◆ WRITTEN TASKS ◆
• 1. List every string in the test_strings list of the regex notebook.
• 2. From the regex notebook, output the part that opens with the words containing "# note: (?<!...) is" and closes with "immediately preceded by 'dog ')", copied exactly.

◆ PROVIDED TEXT ◆
- - - - - - -

In [2]:
from pprint import pprint, pformat
import re

In [48]:
# Example: Match any string that does NOT contain the word "cat"
lines = [
    "dog",
    "my cat",
    "catfish",
    "dog and cat",
]

pattern = r'^(?!.*cat).*'
# Usage:
# re.match(pattern, "dog")      # Match
# re.match(pattern, "my cat")   # No match

for line in lines:
    if re.match(pattern, line):
        print(f"Matched: {line}")
    else:
        print(f"No match: {line}")

Matched: dog
No match: my cat
No match: catfish
No match: dog and cat


In [49]:
# Example: Match any 'cat' that is not immediately preceded by "dog "
# note: (?<!...) is a negative lookbehind assertion, not capturing.
pattern_negative_lookbehind = r'(?<!dog )(cat)'

test_strings = [
    "dog cat",      # No match (cat is preceded by 'dog ')
    "my cat",       # Match (cat is not preceded by 'dog ')
    "catfish",      # Match (cat is not preceded by 'dog ')
    "dog and cat",  # Match (cat is not immediately preceded by 'dog ')
]

for s in test_strings:
    if m := re.search(pattern_negative_lookbehind, s):
        # print each captured group in a new line
        print(f"Matched: {s}")

- - - - - - -

◆ PROVIDED RECORDS ◆
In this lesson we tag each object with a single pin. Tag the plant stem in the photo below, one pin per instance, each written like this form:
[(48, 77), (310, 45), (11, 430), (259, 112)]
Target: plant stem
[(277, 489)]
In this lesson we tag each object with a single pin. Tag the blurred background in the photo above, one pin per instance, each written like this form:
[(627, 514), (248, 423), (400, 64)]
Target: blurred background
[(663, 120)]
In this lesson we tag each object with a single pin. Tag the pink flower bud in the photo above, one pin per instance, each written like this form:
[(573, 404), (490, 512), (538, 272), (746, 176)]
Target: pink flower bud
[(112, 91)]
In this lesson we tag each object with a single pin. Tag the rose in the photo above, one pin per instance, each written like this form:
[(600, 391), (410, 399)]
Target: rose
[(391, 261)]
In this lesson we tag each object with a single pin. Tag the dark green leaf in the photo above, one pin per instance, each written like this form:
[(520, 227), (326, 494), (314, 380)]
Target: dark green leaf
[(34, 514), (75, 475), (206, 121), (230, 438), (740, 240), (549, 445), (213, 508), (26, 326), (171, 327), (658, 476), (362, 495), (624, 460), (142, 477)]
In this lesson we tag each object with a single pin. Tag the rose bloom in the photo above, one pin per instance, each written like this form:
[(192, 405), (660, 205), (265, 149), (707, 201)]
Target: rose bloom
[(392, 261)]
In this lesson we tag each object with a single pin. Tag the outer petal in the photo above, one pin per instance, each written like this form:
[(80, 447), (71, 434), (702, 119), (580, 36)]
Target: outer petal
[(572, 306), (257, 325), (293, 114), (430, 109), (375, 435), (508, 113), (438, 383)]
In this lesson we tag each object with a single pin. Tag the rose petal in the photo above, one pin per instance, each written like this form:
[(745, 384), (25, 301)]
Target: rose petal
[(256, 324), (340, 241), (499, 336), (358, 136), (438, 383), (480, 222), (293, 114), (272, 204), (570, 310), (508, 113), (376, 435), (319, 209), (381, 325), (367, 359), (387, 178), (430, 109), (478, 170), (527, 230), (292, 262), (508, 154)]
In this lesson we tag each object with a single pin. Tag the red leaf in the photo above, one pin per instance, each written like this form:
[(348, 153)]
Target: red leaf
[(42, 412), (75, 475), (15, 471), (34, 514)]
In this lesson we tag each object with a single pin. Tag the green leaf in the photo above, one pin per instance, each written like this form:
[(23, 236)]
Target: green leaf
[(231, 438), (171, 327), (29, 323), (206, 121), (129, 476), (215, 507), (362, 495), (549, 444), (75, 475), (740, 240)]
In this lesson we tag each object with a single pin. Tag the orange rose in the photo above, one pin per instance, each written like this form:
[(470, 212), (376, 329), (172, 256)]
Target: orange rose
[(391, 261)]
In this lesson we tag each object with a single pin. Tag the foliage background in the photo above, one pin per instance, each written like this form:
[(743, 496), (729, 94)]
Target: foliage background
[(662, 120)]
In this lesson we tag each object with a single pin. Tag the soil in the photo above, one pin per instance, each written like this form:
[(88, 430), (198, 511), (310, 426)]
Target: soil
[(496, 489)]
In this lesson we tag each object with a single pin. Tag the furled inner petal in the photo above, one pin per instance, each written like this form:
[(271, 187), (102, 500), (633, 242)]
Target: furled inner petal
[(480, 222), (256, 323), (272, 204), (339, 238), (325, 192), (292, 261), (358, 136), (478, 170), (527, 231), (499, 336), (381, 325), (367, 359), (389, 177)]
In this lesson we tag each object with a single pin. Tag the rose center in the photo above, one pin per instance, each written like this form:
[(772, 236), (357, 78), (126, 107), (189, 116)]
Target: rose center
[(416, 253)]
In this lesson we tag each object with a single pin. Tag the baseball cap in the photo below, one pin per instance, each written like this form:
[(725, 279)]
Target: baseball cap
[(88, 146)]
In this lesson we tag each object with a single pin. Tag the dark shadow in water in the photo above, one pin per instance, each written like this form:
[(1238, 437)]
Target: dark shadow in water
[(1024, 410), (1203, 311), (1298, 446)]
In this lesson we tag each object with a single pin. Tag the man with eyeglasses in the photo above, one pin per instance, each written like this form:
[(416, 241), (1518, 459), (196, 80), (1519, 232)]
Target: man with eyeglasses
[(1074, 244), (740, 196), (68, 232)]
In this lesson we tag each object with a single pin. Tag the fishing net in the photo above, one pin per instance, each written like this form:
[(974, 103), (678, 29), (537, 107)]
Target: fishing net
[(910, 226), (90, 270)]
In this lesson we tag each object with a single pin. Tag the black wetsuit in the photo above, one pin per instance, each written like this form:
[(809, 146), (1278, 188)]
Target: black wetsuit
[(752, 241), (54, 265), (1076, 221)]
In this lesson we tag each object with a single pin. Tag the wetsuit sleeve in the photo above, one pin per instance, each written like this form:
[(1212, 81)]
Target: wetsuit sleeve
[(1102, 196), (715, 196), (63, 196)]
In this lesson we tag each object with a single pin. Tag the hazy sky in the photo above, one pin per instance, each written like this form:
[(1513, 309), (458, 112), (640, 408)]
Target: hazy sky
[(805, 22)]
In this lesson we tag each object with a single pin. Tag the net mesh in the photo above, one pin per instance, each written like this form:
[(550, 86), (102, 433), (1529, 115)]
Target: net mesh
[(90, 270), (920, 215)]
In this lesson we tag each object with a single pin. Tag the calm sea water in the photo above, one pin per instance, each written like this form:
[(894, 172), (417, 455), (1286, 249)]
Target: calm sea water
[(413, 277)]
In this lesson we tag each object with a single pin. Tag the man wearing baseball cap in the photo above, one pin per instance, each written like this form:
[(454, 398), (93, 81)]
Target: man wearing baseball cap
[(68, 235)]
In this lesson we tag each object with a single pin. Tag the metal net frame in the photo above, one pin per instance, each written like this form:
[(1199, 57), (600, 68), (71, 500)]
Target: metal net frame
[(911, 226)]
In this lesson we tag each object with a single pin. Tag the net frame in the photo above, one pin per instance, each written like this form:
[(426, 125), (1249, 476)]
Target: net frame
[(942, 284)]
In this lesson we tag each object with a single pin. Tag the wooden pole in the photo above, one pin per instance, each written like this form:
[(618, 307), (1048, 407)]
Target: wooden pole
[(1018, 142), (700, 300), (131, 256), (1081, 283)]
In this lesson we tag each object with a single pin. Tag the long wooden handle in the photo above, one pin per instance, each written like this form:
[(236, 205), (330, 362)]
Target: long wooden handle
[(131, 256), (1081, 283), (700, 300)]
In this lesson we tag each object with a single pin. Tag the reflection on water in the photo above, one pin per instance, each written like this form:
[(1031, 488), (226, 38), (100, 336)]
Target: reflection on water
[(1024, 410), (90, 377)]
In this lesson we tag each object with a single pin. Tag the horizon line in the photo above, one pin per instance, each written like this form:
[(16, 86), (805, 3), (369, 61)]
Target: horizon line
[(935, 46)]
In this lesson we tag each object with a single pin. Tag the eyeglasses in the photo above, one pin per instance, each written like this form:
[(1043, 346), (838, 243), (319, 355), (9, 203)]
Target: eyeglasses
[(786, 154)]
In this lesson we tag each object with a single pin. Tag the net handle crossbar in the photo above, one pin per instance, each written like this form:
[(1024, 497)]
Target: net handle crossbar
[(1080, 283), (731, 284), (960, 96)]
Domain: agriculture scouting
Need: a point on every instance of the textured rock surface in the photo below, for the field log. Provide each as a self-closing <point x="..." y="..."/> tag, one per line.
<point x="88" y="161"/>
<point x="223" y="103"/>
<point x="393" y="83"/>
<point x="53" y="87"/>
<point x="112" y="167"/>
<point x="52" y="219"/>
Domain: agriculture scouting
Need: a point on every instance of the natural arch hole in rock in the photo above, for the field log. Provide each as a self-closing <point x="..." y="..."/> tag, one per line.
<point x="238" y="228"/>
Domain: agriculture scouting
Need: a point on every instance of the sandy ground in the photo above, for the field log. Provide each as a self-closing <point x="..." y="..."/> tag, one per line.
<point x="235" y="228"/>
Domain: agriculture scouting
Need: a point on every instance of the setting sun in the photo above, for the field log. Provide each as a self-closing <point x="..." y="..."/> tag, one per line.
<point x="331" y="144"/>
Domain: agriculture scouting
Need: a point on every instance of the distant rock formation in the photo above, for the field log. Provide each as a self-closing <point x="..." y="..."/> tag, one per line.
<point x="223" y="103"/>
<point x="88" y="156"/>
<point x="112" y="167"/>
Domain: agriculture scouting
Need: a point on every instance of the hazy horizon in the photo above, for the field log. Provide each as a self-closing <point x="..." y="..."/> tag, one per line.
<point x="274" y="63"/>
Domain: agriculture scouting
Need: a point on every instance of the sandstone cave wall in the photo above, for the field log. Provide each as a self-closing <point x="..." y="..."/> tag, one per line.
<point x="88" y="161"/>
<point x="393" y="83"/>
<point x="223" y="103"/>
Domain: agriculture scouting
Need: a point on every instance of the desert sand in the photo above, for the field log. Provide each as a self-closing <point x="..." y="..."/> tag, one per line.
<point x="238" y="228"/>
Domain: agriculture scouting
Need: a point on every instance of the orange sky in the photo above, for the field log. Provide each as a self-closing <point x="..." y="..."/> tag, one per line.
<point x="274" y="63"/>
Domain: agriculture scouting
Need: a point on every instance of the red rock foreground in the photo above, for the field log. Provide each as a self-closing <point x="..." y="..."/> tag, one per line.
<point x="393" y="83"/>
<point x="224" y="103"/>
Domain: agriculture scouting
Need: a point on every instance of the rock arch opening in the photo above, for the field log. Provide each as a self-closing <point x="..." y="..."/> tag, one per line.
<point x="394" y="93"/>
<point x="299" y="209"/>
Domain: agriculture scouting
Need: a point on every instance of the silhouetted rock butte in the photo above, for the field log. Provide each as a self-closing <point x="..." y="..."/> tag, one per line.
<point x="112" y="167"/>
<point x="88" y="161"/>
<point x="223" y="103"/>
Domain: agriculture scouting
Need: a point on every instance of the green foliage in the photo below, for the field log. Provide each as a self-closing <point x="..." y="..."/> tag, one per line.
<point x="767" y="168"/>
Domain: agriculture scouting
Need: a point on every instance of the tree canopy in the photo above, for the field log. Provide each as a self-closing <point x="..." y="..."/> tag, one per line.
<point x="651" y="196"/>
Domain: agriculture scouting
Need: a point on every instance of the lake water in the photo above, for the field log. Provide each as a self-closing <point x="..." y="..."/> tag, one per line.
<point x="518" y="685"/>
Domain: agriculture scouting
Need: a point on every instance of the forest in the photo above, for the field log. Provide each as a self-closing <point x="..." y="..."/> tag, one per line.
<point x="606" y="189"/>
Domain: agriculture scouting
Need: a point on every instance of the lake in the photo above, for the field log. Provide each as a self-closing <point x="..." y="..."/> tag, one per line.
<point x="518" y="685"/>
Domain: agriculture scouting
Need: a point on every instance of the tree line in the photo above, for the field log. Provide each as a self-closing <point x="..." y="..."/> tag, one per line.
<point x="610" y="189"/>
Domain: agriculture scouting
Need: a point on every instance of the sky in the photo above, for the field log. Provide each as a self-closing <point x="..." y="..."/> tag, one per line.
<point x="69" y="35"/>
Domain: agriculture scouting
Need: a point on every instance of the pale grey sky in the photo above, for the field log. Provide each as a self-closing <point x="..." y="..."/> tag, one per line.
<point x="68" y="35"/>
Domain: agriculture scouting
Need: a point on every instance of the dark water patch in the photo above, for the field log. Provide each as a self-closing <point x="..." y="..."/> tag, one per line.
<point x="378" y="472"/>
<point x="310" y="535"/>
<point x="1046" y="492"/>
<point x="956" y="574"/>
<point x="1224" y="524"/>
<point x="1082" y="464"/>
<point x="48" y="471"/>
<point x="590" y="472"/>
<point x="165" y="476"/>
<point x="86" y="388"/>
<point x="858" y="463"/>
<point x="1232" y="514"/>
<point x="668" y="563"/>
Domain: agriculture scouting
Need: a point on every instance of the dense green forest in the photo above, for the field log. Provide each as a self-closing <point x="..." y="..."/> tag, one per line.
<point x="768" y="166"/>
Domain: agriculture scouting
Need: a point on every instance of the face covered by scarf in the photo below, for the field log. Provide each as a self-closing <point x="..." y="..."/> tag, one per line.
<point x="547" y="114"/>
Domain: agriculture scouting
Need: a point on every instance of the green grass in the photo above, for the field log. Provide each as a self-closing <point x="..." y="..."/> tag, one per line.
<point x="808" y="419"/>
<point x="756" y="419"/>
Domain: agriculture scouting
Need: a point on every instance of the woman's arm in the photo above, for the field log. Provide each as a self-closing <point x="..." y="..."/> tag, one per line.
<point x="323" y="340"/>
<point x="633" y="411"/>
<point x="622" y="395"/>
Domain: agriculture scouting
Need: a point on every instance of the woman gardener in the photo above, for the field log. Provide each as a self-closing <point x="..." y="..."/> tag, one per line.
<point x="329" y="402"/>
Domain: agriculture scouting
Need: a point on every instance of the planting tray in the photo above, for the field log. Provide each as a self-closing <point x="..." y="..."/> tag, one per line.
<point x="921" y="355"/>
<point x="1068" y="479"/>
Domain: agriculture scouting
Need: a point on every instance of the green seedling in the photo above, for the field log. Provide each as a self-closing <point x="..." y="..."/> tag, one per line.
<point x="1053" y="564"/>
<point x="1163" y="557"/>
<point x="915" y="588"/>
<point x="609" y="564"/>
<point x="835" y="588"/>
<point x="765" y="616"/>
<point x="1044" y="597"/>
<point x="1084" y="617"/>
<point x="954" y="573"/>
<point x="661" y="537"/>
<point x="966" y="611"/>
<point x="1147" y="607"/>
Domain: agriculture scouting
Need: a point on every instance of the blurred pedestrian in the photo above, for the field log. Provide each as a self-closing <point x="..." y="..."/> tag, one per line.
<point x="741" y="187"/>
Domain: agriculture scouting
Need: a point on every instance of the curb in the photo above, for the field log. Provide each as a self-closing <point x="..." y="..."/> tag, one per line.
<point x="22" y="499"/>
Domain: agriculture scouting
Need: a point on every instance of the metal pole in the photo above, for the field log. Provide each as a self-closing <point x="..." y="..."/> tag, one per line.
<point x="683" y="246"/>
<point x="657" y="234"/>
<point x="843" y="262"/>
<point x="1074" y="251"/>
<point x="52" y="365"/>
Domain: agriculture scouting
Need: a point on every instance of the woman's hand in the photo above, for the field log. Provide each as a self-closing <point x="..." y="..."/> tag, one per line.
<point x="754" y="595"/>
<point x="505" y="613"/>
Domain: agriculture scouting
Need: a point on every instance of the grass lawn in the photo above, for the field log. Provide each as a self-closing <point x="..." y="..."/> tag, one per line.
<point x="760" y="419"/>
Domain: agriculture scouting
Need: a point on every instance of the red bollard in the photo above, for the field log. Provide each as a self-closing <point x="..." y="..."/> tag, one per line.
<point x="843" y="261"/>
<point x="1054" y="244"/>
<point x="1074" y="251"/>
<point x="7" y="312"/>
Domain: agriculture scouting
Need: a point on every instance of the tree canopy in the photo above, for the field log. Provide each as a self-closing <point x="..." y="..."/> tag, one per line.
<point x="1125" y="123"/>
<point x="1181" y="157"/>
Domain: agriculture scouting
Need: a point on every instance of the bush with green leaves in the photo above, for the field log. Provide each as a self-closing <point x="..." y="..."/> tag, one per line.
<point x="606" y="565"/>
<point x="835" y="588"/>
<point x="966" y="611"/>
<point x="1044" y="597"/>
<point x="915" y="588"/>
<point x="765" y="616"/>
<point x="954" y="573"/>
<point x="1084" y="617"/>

- - - - - - -

◆ SOLUTION LIST ◆
• 1.
"dog cat"
"my cat"
"catfish"
"dog and cat"

• 2.
# note: (?<!...) is a negative lookbehind assertion, not capturing.
pattern_negative_lookbehind = r'(?<!dog )(cat)'

test_strings = [
    "dog cat",      # No match (cat is preceded by 'dog ')
    "my cat",       # Match (cat is not preceded by 'dog ')
    "catfish",      # Match (cat is not preceded by 'dog ')
    "dog and cat",  # Match (cat is not immediately preceded by 'dog ')